# start of Material to process

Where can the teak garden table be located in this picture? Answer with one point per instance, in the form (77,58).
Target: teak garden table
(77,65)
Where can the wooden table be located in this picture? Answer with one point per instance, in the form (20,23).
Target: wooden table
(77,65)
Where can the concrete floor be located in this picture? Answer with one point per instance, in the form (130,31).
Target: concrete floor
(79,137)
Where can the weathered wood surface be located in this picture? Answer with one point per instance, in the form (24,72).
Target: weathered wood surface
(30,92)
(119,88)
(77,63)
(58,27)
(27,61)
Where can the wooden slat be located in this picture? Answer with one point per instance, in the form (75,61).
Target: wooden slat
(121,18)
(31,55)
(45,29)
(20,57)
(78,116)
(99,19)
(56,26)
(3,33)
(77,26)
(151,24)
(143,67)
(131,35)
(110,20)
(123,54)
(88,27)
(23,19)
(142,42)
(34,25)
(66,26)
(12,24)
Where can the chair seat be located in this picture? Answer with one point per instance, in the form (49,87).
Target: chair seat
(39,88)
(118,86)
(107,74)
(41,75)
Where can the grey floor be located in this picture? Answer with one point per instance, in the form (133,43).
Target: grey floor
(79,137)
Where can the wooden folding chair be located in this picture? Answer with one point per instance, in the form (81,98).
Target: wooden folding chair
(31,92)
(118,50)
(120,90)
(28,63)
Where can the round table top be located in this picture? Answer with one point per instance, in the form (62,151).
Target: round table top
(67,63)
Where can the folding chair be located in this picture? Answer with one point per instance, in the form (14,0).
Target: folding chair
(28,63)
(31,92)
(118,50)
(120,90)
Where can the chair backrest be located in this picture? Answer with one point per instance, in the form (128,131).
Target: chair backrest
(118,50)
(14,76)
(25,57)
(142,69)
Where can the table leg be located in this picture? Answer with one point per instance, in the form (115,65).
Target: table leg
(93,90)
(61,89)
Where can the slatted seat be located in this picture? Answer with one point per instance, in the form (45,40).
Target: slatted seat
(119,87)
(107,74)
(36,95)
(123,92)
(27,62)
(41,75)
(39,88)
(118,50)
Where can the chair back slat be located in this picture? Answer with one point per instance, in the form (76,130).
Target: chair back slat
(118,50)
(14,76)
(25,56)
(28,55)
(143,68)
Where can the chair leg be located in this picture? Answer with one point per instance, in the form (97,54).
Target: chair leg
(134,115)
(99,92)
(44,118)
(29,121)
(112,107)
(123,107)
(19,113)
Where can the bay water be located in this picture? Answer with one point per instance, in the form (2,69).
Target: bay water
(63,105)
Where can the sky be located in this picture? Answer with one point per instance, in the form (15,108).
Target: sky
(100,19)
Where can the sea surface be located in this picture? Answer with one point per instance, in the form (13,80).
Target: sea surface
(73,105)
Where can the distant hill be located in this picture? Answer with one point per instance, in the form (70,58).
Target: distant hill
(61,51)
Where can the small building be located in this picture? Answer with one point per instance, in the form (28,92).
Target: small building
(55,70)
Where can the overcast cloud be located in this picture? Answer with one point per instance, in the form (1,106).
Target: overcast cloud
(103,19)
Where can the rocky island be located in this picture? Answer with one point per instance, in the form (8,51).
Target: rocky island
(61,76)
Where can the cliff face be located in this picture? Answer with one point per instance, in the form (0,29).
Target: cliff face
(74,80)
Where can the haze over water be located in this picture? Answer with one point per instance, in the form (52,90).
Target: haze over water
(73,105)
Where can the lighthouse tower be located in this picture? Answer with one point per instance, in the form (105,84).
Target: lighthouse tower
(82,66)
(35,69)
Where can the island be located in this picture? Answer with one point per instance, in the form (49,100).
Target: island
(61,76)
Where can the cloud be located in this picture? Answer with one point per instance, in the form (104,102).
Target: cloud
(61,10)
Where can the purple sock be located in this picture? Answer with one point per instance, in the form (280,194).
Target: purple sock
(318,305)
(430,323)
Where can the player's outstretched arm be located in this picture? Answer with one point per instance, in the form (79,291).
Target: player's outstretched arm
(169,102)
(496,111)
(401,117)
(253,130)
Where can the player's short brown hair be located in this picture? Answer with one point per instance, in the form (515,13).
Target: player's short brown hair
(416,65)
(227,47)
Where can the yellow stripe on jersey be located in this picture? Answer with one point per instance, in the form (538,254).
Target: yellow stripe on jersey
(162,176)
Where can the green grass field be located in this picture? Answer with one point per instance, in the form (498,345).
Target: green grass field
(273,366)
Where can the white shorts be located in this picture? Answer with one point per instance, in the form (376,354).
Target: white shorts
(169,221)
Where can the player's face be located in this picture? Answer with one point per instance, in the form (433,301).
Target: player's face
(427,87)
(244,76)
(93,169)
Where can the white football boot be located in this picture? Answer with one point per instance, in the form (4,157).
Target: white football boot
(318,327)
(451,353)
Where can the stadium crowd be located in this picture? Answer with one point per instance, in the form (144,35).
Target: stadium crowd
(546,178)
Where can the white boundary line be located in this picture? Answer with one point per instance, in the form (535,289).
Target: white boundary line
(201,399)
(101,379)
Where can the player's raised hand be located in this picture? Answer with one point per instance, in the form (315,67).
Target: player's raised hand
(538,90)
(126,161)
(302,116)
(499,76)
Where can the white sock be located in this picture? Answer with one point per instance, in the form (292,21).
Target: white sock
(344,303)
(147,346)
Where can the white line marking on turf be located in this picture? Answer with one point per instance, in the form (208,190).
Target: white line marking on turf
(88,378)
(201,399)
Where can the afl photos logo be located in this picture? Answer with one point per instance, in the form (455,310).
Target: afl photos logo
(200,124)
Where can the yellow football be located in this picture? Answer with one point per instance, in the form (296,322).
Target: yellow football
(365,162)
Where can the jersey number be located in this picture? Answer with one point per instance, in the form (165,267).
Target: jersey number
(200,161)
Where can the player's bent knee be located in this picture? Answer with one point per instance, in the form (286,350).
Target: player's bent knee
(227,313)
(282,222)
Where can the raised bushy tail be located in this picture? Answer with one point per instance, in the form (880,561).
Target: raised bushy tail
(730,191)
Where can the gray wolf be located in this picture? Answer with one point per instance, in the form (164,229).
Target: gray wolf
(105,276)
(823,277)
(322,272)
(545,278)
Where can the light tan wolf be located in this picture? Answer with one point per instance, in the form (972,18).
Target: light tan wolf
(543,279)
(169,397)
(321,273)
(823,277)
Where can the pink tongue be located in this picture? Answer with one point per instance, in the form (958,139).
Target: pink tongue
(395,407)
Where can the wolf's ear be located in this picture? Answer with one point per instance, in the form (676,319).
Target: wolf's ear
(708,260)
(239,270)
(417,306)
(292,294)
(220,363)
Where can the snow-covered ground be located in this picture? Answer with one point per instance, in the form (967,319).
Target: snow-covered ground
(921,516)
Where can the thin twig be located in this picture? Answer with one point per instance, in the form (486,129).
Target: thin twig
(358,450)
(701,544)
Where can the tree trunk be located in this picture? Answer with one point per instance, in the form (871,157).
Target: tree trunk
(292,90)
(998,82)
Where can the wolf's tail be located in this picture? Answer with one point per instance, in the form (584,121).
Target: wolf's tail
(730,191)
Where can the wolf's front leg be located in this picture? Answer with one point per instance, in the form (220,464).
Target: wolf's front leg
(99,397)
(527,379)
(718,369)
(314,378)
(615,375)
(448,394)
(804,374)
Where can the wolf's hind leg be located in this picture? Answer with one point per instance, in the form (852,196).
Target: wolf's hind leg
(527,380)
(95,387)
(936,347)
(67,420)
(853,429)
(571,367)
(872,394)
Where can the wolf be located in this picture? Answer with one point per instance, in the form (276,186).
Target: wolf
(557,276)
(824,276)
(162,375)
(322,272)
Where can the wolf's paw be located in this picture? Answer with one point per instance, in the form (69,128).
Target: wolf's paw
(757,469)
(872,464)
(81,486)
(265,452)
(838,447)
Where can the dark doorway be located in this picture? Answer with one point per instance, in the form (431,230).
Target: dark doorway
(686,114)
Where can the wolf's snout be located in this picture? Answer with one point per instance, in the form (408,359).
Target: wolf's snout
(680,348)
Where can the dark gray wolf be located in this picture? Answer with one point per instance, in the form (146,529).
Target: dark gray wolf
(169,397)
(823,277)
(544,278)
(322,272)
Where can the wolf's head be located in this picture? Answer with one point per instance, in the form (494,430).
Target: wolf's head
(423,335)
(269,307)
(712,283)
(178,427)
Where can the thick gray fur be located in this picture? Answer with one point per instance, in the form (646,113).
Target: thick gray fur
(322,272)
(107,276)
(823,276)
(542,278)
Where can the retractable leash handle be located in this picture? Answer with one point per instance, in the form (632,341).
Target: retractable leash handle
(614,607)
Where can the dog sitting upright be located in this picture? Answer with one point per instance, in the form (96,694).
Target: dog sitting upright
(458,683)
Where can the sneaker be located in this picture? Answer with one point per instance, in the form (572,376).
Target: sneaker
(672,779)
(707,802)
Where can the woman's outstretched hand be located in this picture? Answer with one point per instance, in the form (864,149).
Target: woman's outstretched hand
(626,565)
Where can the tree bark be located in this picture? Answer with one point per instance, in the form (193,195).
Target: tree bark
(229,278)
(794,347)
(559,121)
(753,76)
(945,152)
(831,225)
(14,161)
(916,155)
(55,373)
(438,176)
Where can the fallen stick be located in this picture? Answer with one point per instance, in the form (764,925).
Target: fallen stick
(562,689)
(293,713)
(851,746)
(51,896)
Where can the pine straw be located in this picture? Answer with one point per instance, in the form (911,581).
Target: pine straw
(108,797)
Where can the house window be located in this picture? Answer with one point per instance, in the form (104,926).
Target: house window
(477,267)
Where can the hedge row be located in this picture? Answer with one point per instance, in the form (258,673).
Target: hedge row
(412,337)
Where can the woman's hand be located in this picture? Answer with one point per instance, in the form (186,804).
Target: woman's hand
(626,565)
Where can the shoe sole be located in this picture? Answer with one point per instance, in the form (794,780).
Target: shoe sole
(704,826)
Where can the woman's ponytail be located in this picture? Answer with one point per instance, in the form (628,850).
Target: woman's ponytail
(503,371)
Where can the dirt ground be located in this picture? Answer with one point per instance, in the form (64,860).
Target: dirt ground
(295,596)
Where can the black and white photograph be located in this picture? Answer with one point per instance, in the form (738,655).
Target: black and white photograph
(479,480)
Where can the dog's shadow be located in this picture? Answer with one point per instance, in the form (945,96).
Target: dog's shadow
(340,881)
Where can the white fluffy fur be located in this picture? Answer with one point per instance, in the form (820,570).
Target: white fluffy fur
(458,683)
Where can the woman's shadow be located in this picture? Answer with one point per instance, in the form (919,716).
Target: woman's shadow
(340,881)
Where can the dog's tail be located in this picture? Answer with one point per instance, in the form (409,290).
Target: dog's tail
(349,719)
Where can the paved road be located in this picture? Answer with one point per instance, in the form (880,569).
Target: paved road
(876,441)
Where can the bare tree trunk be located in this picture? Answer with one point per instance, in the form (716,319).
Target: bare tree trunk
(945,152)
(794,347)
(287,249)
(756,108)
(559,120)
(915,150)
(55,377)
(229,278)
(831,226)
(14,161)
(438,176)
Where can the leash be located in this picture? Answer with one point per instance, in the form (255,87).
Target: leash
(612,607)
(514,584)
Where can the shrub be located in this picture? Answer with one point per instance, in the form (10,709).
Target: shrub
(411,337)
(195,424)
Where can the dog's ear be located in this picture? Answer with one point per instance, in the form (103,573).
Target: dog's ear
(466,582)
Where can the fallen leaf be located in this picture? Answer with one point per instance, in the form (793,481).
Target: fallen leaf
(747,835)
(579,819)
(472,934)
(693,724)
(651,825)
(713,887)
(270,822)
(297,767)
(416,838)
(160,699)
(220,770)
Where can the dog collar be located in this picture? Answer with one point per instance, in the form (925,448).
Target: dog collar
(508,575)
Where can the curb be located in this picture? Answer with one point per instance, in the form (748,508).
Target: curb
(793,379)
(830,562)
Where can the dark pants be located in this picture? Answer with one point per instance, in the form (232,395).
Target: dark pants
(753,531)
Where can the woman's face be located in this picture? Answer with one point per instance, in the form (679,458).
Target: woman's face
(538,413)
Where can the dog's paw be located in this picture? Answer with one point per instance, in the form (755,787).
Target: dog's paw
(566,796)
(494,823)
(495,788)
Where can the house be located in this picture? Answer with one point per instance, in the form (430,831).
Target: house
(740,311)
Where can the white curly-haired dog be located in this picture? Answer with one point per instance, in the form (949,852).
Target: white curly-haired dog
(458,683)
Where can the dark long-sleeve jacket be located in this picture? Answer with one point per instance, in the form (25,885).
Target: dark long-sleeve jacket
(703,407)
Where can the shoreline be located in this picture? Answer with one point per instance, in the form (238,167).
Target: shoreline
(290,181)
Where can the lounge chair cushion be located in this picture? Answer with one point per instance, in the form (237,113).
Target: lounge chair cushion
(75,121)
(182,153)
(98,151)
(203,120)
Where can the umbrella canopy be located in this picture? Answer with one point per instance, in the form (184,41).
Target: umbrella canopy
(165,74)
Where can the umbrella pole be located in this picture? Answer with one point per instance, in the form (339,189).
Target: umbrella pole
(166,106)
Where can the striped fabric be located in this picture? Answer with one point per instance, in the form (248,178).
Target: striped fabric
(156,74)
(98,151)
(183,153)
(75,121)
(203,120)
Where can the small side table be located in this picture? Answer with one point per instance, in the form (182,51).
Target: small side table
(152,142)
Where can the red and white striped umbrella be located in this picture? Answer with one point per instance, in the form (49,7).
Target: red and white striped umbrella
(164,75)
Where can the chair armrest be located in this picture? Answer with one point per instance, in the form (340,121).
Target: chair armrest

# end of Material to process

== What is required ==
From the line holding "Where can the dark long-sleeve" through the last line above, reproduce each line exactly and add nothing.

== The output ==
Where can the dark long-sleeve jacket be located in this picture? Answer with one point per instance, in the form (25,885).
Target: dark long-sleeve jacket
(703,407)
Where can the shoreline be located in this picture? Answer with one point per instance, in the form (238,167).
Target: shoreline
(290,181)
Where can the lounge chair cushion be located in this picture? Answer with one point per instance, in the form (237,113).
Target: lounge chair cushion
(75,121)
(182,153)
(98,151)
(203,120)
Where can the umbrella canopy be located in this picture? Answer with one point per instance, in the form (184,41).
Target: umbrella canopy
(165,74)
Where can the umbrella pole be located in this picture? Answer with one point per instance, in the form (339,189).
Target: umbrella pole
(166,106)
Where can the striped fabric be located in this picture? Answer with one point per instance, in the form (248,178).
Target: striped fabric
(156,74)
(98,151)
(183,153)
(75,121)
(203,120)
Where can the small side table be located in this picture? Answer with one point per instance, in the form (182,51).
Target: small side table
(152,142)
Where can the red and white striped umbrella be located in this picture? Answer with one point per instance, in the form (49,7).
Target: red and white striped umbrella
(164,75)
Where can the chair armrest be located in this picture? Answer with one point per instance, in the form (340,121).
Target: chair armrest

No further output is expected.